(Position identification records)

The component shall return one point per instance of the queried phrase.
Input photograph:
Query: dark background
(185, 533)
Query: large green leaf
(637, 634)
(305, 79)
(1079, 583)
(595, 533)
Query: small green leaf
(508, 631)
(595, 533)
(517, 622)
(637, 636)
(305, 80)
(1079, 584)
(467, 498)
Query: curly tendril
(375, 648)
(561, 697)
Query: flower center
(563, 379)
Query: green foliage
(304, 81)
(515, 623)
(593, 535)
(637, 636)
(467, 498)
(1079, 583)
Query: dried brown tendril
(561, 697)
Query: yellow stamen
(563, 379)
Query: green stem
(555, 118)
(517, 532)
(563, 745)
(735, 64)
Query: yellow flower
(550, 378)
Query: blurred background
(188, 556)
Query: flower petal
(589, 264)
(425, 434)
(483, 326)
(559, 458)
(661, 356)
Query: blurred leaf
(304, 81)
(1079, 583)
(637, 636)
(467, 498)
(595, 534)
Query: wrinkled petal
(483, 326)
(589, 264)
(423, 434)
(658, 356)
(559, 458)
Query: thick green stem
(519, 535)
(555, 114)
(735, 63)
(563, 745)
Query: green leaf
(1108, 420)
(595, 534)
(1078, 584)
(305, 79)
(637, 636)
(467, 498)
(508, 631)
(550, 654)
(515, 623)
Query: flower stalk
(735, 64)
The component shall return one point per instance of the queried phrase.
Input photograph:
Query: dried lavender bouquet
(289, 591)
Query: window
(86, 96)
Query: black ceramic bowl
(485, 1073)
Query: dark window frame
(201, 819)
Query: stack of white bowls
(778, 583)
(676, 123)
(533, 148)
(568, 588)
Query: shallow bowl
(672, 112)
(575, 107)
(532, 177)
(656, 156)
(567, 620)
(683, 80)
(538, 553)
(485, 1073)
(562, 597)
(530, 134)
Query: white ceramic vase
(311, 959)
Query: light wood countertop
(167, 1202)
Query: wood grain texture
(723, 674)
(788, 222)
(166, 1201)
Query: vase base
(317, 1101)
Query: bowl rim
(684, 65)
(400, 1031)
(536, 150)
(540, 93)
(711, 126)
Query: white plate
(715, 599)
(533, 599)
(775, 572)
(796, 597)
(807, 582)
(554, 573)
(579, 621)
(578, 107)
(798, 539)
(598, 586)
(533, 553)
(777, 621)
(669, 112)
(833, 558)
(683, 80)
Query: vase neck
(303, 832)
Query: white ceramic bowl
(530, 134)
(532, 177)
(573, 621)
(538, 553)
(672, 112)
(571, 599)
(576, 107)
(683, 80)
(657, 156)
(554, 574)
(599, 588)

- Work to do -
Would you copy out each line exactly as written?

- Result of the task -
The component shall return one point per instance of the queried phrase.
Input photograph:
Query: dark background
(185, 533)
Query: large green leaf
(637, 634)
(305, 79)
(1079, 583)
(595, 533)
Query: small green leaf
(508, 631)
(595, 533)
(517, 622)
(637, 636)
(305, 80)
(1079, 584)
(467, 498)
Query: curly tendril
(375, 648)
(561, 697)
Query: flower center
(563, 379)
Query: green foliage
(304, 81)
(515, 623)
(593, 535)
(637, 636)
(467, 498)
(1079, 583)
Query: dried brown tendril
(561, 697)
Query: yellow stamen
(563, 379)
Query: green stem
(555, 118)
(517, 532)
(563, 745)
(735, 64)
Query: yellow flower
(550, 378)
Query: blurred background
(188, 556)
Query: flower petal
(589, 264)
(425, 434)
(483, 326)
(559, 458)
(661, 356)
Query: blurred leaf
(304, 81)
(1079, 583)
(637, 636)
(467, 498)
(595, 534)
Query: wrinkled petal
(483, 326)
(589, 264)
(423, 434)
(658, 356)
(559, 458)
Query: thick green stem
(519, 535)
(555, 114)
(735, 63)
(563, 745)
Query: green leaf
(1108, 420)
(595, 534)
(1078, 584)
(305, 79)
(637, 636)
(467, 498)
(508, 631)
(550, 654)
(515, 623)
Query: flower stalk
(735, 64)
The component shall return one point per instance of the queried phrase.
Input photograph:
Query: dried lavender bouquet
(289, 591)
Query: window
(86, 96)
Query: black ceramic bowl
(485, 1073)
Query: dark window frame
(201, 819)
Query: stack of white bowls
(778, 583)
(676, 123)
(533, 148)
(568, 588)
Query: shallow bowl
(672, 112)
(575, 107)
(532, 177)
(656, 156)
(567, 620)
(683, 80)
(538, 553)
(485, 1073)
(562, 597)
(530, 134)
Query: white ceramic vase
(311, 959)
Query: light wood countertop
(167, 1202)
Query: wood grain texture
(723, 674)
(788, 222)
(166, 1201)
Query: vase base
(317, 1101)
Query: bowl rim
(684, 65)
(400, 1031)
(536, 150)
(540, 93)
(711, 126)
Query: white plate
(715, 599)
(533, 599)
(775, 572)
(796, 597)
(807, 582)
(554, 573)
(579, 621)
(578, 107)
(798, 539)
(598, 586)
(533, 553)
(777, 621)
(669, 112)
(833, 558)
(683, 80)
Query: vase neck
(303, 832)
Query: white ceramic bowl
(530, 134)
(532, 177)
(573, 621)
(538, 553)
(672, 112)
(571, 599)
(576, 107)
(683, 80)
(657, 156)
(554, 574)
(599, 588)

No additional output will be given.